Required work :: Once the line containing "Practice step: locate the woman's hand on" is located, give it again exactly, together with each line that follows it to the end of the entries, and add nothing else.

Stored dataset items ::
□ □ □ □
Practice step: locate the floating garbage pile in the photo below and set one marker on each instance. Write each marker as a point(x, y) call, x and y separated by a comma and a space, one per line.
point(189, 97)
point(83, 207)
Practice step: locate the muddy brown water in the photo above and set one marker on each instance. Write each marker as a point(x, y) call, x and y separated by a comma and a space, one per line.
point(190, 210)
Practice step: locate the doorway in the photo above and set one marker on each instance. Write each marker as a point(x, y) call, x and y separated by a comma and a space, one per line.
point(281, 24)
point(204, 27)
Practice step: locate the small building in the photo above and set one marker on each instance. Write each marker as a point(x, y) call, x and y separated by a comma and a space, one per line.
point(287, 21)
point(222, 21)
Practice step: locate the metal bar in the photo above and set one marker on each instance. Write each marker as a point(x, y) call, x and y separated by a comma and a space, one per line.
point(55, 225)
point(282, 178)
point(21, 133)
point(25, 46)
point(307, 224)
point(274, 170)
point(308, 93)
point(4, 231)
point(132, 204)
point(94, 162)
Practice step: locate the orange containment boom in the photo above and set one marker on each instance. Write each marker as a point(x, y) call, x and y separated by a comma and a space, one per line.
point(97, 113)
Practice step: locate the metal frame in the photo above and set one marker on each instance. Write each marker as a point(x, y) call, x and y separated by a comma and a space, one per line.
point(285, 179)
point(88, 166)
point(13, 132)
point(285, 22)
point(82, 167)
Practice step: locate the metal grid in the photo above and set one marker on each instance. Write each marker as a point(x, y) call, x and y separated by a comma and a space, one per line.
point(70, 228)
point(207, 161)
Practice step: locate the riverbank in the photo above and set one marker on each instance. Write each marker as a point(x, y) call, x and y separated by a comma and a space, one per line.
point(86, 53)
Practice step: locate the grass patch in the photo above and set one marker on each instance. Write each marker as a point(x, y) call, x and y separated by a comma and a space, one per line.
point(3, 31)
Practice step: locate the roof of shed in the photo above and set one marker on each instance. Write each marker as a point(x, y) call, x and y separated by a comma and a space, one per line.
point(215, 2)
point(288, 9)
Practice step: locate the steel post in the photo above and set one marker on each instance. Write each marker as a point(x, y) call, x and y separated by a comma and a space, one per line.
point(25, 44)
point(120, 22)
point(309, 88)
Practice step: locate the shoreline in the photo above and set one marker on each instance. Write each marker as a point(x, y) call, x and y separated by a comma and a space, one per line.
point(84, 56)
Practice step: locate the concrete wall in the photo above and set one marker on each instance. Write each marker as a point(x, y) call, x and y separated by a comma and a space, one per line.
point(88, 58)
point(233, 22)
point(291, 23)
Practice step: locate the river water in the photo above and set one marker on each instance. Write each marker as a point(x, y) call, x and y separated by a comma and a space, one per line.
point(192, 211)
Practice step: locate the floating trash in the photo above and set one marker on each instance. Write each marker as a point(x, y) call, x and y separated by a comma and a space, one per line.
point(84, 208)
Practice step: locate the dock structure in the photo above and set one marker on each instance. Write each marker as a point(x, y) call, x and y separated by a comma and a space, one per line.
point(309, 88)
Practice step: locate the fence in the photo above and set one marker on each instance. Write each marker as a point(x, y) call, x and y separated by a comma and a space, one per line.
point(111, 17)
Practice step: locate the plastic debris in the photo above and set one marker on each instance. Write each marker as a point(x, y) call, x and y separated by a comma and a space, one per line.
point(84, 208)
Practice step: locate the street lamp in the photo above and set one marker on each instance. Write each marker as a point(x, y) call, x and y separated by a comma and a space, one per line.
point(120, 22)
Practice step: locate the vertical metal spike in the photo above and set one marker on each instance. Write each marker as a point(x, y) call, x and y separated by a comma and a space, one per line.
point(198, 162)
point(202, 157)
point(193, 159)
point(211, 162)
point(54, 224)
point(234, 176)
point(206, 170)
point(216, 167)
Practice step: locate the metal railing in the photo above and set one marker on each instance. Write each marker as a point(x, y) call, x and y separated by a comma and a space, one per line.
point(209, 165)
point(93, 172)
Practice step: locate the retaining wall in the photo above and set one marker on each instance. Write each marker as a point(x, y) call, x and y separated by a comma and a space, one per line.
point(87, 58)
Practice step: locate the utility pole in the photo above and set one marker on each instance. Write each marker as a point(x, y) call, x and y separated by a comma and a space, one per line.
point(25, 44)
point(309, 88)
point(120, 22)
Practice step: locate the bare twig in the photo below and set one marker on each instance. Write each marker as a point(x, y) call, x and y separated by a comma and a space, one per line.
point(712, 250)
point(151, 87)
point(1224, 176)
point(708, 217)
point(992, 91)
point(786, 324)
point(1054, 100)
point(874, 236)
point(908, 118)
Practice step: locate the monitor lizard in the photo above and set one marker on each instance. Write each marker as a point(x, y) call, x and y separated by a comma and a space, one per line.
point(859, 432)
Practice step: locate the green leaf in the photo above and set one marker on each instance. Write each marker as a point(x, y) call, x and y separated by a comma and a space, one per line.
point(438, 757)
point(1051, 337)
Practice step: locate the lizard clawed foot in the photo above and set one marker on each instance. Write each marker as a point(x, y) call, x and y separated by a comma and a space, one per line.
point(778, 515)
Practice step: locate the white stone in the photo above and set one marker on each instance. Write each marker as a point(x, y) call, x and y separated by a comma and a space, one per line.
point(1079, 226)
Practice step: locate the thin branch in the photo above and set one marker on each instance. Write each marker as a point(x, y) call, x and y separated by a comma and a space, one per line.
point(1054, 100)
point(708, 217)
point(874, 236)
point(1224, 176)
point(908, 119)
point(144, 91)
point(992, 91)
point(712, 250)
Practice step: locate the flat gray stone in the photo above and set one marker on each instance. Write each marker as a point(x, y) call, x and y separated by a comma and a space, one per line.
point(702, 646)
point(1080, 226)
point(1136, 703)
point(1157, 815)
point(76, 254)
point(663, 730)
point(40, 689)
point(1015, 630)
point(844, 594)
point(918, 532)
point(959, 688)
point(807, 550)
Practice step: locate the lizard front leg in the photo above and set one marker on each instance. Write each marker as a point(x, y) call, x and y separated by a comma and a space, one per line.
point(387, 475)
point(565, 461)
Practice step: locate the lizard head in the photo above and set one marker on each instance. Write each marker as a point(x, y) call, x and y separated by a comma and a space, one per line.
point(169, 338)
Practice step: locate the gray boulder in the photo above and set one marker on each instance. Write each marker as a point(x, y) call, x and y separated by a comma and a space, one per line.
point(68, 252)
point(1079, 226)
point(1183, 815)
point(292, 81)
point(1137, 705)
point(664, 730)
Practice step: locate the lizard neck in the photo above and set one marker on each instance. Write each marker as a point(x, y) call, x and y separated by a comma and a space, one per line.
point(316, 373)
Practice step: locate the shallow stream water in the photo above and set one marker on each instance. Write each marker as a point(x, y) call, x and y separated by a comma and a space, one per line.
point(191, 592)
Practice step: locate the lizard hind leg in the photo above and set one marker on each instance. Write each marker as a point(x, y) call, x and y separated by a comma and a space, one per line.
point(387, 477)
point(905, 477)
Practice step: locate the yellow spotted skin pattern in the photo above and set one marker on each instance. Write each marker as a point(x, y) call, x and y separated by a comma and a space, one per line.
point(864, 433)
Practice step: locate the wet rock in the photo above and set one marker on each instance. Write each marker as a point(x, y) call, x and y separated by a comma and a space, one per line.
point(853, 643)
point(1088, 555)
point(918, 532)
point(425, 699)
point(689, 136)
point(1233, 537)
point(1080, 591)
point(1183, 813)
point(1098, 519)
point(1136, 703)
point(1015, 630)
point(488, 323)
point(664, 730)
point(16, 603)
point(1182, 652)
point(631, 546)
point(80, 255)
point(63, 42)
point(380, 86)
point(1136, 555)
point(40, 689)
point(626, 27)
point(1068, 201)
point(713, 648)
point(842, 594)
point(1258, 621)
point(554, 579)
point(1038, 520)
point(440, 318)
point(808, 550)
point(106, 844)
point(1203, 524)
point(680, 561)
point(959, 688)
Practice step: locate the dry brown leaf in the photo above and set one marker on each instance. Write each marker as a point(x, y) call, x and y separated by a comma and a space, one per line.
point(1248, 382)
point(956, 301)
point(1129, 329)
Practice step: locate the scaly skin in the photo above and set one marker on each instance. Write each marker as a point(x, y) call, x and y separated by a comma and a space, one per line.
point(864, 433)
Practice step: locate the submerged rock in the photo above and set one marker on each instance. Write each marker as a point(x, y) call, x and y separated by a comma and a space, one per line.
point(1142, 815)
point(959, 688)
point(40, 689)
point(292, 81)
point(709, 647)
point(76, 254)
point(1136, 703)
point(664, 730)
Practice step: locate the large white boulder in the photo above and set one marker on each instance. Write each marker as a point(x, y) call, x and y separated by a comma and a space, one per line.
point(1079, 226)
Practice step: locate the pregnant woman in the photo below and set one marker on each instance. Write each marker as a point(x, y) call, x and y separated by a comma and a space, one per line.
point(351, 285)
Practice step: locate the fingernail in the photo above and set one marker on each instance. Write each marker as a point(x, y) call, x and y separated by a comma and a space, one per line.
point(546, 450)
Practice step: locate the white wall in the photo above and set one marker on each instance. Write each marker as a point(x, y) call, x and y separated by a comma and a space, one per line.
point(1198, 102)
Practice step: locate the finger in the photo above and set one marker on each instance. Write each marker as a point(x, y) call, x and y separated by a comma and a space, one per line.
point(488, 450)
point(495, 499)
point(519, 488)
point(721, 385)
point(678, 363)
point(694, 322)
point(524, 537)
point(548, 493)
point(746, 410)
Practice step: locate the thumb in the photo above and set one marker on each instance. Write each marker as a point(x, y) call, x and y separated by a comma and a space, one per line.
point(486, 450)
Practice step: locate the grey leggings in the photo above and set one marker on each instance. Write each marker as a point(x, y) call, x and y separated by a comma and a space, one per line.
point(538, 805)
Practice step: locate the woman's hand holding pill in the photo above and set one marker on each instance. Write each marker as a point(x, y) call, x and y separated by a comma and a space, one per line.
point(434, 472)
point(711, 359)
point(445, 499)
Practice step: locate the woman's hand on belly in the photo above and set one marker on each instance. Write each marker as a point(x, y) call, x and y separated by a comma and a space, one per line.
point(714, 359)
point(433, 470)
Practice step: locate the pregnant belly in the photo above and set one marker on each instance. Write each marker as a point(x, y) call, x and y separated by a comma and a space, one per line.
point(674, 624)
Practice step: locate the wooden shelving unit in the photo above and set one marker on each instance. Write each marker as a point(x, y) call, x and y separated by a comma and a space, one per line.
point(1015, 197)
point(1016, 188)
□ □ □ □
Your solution ::
Practice step: locate the woman's hand on belly in the photo above and set one marker on each instance. Write each marker as a point(x, y) call, x and y separated by a comma and a space, one per line.
point(714, 359)
point(433, 470)
Practice step: locate the pregnant belly in the photo above and set one marker on each instance. Write each marker as a point(x, y) call, x and y separated by a comma and a space, one per line.
point(674, 624)
Practice step: locate the wooden shelving unit in the photo above and set one marker on each instance. Write each marker as a point(x, y) call, x and y separated by a comma and a space, one per line.
point(1015, 197)
point(1016, 188)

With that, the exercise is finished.